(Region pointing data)
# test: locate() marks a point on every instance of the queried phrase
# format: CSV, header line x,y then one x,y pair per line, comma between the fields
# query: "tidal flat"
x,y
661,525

PROBLEM STATEMENT: Each entry is to be output exactly as it was written.

EXERCISE SOLUTION:
# test: locate() marks a point on every instance of the queried phrase
# format: CSV, header line x,y then one x,y pair per line, comma between the fields
# query: "tidal flat"
x,y
661,525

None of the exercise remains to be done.